# Start of Document

Police, Crime, Sentencing and Courts Bill - Report (5th Day) – in the House of Lords at 5:45 pm on 12th January 2022.
Baroness Chapman of Darlington:
Moved by Baroness Chapman of Darlington
104D: After Clause 172, insert the following new Clause—“Offence of destroying or damaging life-saving equipment (1) The Criminal Damage Act 1971 is amended as follows. (2) In section 1(2), at the end of paragraph (b), insert “or(c) intending to destroy or damage any property which is considered life-saving equipment, including life-belts, life jackets and defibrillators.””
My Lords, I rise to move the amendment tabled by my noble friend Lord Ponsonby on life-saving equipment. It deals with a specific issue in relation to criminal damage: the effect of vandalism on safety equipment.
Noble Lords who were present in Committee will have heard my noble and learned friend Lord Falconer of Thoroton speak about the death a young man from Rotherham, Sam Haycock. His parents, Simon and Gaynor Haycock, went to see their MP, Sarah Champion, who moved an amendment in the other place. Sam went swimming in Ulley reservoir in Rotherham in May 2021. He was leaving school that day and was just 16 years old. He was helping a friend who was in trouble in the water. At this reservoir in Rotherham—I believe that this is not unique to it—there was a throw line with a lifebelt attached to it that you can throw into the water to help someone in trouble. The problem was that it was kept in a locked cupboard and, to access it, you need to phone 999 and get a PIN from the police. Obviously, this takes time, and when someone is in distress in the water, you do not have time. The delay in getting the throw line might well, and in this case did, have tragic consequences. It is behind a locked door with a PIN to prevent vandalism of the safety equipment.
In regional media, I have found several similar instances where life-saving equipment has been vandalised. One was at Salford Quays. Manchester Council felt it lacked the ability to prevent and deal with this, so it has taken to using public space protection orders to try to deal with the issue. There was also a case in Uckfield in Sussex where a defibrillator was rendered unusable by vandals. These acts clearly cause costly damage but, most importantly, they also pose a very clear risk to life and can be shown to have cost lives in some instances.
The amendment is very straightforward: it proposes that it is made a specific offence to intend
“to destroy or damage any property which is considered life-saving equipment, including life-belts, life jackets and defibrillators.”
In terms of criminal damage, the value of what is damaged may be relatively minimal in the case of a lifebelt and a throw line, compared to other criminal damage offences. As my noble and learned friend Lord Falconer said in Committee, it would already be an offence to vandalise such equipment, but it matters a great deal that the law should indicate that this is something regarded with particular hostility because of the cost to life, including that of Simon and Gaynor’s precious son, Sam.

# End of Document
# Start of Records supplied

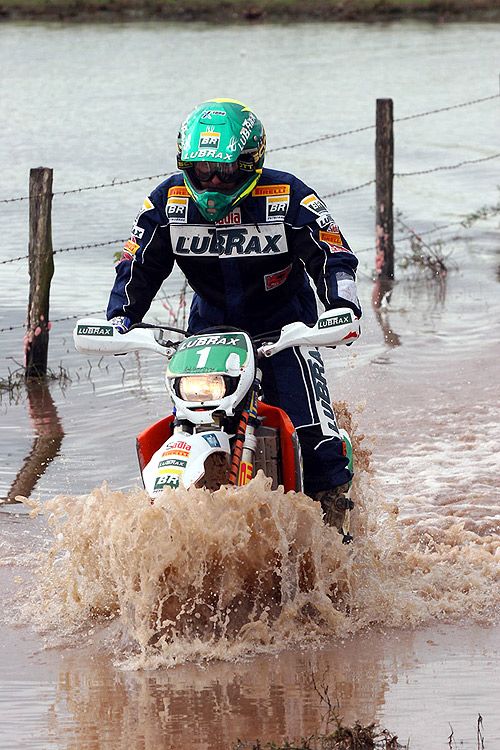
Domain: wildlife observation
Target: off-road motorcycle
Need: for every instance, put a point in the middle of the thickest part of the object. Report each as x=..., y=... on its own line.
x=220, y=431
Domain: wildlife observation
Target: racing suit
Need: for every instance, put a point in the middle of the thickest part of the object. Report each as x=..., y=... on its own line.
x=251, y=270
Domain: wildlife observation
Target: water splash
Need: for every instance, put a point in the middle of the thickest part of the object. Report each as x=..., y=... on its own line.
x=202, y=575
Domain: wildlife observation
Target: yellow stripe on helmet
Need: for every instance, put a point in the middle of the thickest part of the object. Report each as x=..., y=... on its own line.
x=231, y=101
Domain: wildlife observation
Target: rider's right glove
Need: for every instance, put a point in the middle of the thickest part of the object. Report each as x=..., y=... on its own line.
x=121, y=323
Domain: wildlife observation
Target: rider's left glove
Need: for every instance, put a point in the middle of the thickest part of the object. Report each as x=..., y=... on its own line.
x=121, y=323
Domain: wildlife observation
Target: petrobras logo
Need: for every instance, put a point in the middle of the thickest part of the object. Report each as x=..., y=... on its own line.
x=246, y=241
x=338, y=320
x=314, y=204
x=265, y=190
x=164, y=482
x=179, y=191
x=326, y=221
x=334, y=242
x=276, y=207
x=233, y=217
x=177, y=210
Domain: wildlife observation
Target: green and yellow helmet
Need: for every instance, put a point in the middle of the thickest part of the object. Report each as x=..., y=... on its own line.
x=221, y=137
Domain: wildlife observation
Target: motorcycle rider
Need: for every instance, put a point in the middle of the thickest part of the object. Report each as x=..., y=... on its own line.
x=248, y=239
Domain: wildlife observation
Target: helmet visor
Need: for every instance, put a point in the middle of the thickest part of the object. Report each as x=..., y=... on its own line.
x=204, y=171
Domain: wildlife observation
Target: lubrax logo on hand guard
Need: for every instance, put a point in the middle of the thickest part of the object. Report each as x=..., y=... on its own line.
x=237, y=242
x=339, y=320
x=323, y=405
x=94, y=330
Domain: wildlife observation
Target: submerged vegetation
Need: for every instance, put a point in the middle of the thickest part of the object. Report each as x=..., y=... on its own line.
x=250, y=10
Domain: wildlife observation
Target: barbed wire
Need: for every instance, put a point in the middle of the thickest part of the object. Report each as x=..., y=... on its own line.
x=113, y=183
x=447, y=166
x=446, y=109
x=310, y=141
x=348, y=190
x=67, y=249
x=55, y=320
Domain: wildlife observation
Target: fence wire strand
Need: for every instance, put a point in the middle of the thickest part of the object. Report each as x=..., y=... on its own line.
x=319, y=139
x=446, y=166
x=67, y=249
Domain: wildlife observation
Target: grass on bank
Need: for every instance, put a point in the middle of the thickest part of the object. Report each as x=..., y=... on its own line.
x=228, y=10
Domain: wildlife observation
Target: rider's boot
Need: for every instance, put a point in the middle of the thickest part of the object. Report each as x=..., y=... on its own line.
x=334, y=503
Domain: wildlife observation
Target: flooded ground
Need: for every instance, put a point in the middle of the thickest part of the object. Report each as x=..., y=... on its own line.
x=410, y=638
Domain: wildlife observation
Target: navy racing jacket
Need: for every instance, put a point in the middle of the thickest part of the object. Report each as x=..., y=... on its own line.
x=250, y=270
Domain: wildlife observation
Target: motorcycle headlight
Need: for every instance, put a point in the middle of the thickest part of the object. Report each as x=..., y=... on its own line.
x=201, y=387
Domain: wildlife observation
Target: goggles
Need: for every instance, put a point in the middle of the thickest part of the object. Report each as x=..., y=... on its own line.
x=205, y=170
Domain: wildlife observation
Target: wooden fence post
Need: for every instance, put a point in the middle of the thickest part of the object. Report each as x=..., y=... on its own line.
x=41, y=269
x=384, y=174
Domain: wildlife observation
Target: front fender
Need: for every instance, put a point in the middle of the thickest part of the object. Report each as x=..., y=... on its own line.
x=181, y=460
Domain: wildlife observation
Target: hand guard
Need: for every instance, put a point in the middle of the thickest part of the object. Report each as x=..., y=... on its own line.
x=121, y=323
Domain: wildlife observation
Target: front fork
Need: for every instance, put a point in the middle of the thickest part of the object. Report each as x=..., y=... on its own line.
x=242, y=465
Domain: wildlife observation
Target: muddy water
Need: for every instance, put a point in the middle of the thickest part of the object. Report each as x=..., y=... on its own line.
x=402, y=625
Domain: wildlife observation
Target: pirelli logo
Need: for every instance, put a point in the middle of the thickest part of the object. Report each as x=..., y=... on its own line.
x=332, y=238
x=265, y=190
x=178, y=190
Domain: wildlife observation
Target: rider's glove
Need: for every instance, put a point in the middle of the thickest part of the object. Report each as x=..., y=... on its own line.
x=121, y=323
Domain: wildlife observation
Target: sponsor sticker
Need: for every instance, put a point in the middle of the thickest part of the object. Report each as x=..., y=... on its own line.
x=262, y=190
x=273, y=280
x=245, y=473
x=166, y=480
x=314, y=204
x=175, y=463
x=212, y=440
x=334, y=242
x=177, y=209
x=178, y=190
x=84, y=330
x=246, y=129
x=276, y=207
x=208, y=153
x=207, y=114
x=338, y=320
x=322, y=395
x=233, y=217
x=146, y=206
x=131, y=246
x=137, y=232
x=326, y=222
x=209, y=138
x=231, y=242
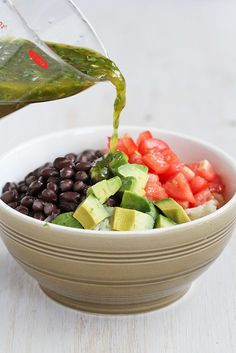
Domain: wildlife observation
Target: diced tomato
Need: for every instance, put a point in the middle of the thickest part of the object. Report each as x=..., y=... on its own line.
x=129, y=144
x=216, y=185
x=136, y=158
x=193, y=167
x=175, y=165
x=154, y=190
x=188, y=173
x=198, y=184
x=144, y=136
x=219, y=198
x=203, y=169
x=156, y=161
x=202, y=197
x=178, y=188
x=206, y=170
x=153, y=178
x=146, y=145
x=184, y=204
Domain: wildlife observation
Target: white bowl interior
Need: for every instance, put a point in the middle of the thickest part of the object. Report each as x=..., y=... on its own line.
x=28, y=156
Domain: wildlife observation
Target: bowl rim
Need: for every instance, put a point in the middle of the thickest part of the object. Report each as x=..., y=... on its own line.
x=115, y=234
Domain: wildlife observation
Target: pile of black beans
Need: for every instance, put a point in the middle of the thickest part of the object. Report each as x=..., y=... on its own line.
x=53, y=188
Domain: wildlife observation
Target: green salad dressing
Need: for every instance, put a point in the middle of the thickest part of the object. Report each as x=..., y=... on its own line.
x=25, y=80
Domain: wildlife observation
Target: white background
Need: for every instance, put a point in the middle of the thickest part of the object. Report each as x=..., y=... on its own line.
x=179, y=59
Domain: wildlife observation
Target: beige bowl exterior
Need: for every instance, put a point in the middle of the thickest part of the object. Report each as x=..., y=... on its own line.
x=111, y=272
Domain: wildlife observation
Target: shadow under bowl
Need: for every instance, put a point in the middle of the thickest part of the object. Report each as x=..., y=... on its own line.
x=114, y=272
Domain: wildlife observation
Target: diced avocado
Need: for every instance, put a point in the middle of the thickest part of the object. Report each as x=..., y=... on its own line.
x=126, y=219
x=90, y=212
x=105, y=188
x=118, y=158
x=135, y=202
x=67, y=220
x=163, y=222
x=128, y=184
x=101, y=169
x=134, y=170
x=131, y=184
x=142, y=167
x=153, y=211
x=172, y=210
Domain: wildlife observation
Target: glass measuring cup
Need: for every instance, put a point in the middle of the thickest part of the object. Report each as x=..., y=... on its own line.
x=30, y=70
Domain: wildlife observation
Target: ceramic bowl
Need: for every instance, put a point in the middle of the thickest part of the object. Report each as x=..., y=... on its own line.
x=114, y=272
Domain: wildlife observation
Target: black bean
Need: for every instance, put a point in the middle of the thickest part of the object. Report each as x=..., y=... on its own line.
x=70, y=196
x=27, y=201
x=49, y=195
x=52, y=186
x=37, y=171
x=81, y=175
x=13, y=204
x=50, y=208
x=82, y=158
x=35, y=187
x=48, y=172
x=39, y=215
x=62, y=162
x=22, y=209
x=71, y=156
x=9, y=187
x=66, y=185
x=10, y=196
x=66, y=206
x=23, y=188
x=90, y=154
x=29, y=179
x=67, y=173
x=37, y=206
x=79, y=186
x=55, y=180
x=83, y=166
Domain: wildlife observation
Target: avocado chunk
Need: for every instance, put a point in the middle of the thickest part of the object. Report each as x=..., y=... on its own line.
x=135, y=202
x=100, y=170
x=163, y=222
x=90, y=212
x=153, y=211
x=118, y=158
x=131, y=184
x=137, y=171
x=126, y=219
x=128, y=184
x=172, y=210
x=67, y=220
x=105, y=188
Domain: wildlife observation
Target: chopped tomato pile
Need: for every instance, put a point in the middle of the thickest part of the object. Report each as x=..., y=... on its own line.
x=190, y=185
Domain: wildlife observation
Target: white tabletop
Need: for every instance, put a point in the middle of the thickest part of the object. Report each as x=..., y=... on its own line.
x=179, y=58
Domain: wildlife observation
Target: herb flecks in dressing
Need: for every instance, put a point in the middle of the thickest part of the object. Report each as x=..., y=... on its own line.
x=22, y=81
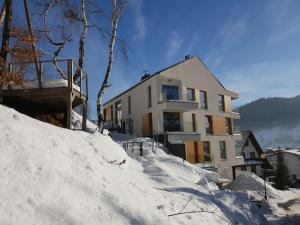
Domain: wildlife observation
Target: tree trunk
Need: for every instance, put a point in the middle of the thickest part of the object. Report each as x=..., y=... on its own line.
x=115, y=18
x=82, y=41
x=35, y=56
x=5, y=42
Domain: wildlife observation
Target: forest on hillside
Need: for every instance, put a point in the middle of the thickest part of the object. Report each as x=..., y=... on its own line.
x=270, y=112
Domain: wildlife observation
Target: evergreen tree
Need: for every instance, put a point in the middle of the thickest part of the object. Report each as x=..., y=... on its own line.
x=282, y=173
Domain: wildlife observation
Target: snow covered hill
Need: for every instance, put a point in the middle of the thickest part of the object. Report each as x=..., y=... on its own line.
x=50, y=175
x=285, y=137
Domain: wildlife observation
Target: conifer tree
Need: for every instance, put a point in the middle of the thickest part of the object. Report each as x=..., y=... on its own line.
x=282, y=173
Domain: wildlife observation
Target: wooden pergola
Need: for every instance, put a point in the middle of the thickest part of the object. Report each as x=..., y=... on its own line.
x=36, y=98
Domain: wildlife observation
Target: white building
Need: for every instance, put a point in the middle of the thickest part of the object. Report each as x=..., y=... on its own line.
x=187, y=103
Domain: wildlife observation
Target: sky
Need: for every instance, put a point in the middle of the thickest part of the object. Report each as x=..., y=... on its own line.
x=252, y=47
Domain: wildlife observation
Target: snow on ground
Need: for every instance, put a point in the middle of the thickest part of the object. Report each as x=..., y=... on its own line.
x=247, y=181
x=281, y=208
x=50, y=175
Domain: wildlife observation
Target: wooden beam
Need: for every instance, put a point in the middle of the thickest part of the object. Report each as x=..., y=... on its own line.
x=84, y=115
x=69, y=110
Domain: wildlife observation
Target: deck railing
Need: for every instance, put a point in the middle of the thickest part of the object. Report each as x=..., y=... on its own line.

# End of Records supplied

## Directions
**A.** In the House of Lords debate, what must a person do to unlock the throw line at Ulley reservoir?
**B.** Write out the stretch of the House of Lords debate from "Police, Crime, Sentencing" through "on safety equipment.".
The items were taken from a source separate from the House of Lords debate.

## Solution list
**A.** Phone 999 and get a PIN from the police.

**B.**
Police, Crime, Sentencing and Courts Bill - Report (5th Day) – in the House of Lords at 5:45 pm on 12th January 2022.
Baroness Chapman of Darlington:
Moved by Baroness Chapman of Darlington
104D: After Clause 172, insert the following new Clause—“Offence of destroying or damaging life-saving equipment (1) The Criminal Damage Act 1971 is amended as follows. (2) In section 1(2), at the end of paragraph (b), insert “or(c) intending to destroy or damage any property which is considered life-saving equipment, including life-belts, life jackets and defibrillators.””
My Lords, I rise to move the amendment tabled by my noble friend Lord Ponsonby on life-saving equipment. It deals with a specific issue in relation to criminal damage: the effect of vandalism on safety equipment.